##### PROVIDED ENTRIES #####
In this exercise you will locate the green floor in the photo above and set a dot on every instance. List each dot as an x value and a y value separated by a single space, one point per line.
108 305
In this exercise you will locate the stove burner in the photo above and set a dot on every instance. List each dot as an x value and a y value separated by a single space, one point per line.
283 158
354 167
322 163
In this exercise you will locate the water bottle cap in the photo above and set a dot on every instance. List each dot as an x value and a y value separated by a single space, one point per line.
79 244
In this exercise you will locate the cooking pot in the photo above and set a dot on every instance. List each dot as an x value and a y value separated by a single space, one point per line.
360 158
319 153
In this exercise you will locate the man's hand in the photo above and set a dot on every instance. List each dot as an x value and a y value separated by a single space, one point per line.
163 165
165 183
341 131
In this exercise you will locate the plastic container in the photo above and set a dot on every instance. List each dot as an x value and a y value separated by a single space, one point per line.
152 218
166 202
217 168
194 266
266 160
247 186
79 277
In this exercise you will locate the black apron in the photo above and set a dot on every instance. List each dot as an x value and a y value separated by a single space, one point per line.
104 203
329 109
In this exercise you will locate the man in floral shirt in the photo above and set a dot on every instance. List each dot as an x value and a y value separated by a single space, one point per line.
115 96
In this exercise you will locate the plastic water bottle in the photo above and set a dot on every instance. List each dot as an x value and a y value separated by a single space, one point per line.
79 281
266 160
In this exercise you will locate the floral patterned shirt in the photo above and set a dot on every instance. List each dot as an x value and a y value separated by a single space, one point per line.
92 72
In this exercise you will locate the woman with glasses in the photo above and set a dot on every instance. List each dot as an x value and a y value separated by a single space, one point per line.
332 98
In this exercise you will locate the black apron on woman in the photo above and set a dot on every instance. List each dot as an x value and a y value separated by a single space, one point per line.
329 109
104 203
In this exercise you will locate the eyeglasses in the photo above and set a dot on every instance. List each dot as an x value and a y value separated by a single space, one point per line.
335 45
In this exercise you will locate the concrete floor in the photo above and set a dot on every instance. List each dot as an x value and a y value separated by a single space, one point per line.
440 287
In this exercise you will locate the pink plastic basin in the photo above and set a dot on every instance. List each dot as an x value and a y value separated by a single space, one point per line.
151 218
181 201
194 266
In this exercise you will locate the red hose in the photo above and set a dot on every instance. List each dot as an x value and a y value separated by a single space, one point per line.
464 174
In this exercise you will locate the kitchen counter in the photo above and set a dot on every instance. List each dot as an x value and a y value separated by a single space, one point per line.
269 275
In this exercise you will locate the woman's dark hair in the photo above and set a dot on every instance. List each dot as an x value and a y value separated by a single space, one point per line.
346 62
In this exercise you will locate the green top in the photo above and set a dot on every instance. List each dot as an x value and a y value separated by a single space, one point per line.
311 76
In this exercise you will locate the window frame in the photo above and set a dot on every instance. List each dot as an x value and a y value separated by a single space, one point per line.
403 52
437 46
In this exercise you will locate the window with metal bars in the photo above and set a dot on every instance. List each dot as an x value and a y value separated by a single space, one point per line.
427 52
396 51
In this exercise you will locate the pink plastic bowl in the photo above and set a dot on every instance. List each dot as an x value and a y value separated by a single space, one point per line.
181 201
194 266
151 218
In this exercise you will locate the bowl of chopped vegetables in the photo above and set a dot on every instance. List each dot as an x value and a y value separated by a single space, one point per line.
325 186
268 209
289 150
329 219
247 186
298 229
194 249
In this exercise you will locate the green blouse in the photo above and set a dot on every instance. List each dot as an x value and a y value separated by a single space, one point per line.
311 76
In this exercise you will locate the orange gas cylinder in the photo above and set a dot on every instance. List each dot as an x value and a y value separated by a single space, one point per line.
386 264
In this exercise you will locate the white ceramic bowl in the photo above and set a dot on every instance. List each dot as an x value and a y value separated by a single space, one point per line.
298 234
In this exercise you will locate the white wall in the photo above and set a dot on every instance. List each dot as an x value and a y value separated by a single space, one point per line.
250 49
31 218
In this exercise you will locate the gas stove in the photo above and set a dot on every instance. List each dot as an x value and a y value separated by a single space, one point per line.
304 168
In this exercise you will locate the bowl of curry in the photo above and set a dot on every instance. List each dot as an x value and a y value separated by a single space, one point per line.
#####
> _YOUR TASK_
Copy the data once more. Leave nothing out.

> _EXERCISE RESULT_
In this exercise you will locate the green floor in the photo above and set a dot on every instance. List each dot as an x value and a y value separated by a single space, one point per line.
108 305
In this exercise you will locate the stove burner in the photo above and set a dot on every instance. List each dot as an x value and a y value separated by a single space, one point per line.
283 158
354 167
322 163
In this exercise you will locate the water bottle cap in the photo above and set a dot on every instance. List each dot as an x value and a y value separated by a single space, one point per line.
79 244
In this exercise you will locate the cooking pot in the photo above and set a dot on every instance. List each dot as an x value and a y value separated by a single space, one point per line.
360 158
319 153
In this exercise you will locate the man's hand in the photo above and set a dot on every instance. List each dot as an x value and a y value separated by a single space, one point per line.
163 165
165 183
341 131
In this exercise you will locate the plastic container in the photo above and set a dot on every instance. List each dot as an x value and a y value separated by a single space, one point per line.
152 218
166 202
217 168
194 266
266 160
247 186
79 277
In this exercise you will locate the black apron in the photo above and set a dot on every instance. List each dot as an x value and a y value separated by a single space, one point per line.
104 203
329 109
In this exercise you will locate the man in floral shirt in the photo above and set a dot on every instance. List each dot as an x value and a y value separated by a single space, one point per line.
115 96
In this exercise you will locate the plastic water bottle in the photo above and set a dot on every instance. List each dot as an x value and a y value separated by a single space, one point per line.
79 281
266 160
In this exercise you will locate the floral patterned shirt in the photo above and set a dot on every instance. List each dot as an x value and a y value separated by a single space, one point per line.
92 72
In this exercise you will locate the woman with glasses in the photo above and set a dot on every instance. List each dot as an x value and a y value separated by a single space, one point per line.
332 98
In this exercise you will locate the black apron on woman in the photo above and set a dot on every instance. List each dot as an x value and a y value separated by a single space, one point per line.
329 109
104 203
In this exercise you will locate the eyeglasses in the photo above and set a dot on every instance. List each dot as an x value and a y value separated by a single space, one point per line.
335 45
In this exercise you will locate the concrete floor in the photo above and set a dot on every instance. List each dot as an x value and a y value separated by a single space, one point per line.
440 287
In this exercise you will locate the pink plastic basin in the photo above and set a dot on every instance. List each dot as an x value and a y value separated by a single space, one point per line.
151 218
181 201
194 266
In this exercise you will locate the red hose in the photo above and set a dot on every instance. List each dot as an x value and a y value separated by a single space, one point per line.
464 174
In this exercise you will locate the kitchen counter in the photo above and set a dot on every instance. List each dot as an x value and a y value separated by a single space, one point per line.
269 275
In this exercise you will locate the woman's dark hair in the photo above and set a dot on every instance. List each dot as an x value and a y value separated by a single space, one point per line.
346 62
In this exercise you will locate the green top in the photo above and set a dot on every instance. List each dot as an x value and a y value separated by a single space, one point per line.
311 76
In this exercise you will locate the window frame in the photo above and set a dot on every instance. List each dot as an x value and a y value separated by a single space, one point per line.
403 52
437 46
In this exercise you will locate the window with metal bars in the photo above and set a dot on every instance. List each dot as an x value and a y value separated by a single space, one point per line.
427 52
396 51
In this exercise you will locate the pink plastic bowl in the photo above and set a dot on every instance. List each dot as an x value and a y value separated by a single space, one point per line.
181 201
194 266
151 218
In this exercise you will locate the bowl of chopped vegetables in the photo above and set a dot on every instance. List each dot as an x value and a y value separated by a single space, one point per line.
325 186
268 209
289 150
329 219
247 186
298 229
194 249
In this exercise you will locate the green blouse in the photo above and set a dot on every instance. List each dot as an x value and a y value separated by a single space, one point per line.
311 76
In this exercise you will locate the orange gas cylinder in the photo above and set a dot on every instance. List each dot as an x value and a y value separated by a single space, one point per line.
386 264
In this exercise you will locate the white ceramic bowl in the photo above and set a dot on every instance. List each dot as an x value and a y value separated by a single space, one point per line.
298 234
In this exercise you will locate the white wall in the photo above and set a dot on every instance. List each dot as an x value and a y value separated by a single space, one point per line.
250 49
31 218
In this exercise you will locate the gas stove in the photo above and set a dot on every instance. List each dot as an x value and a y value separated by a single space, one point per line.
304 168
In this exercise you will locate the bowl of curry in the photo above and set a dot on every instance. List each dot as an x value and a y value separated by a single space, one point per line.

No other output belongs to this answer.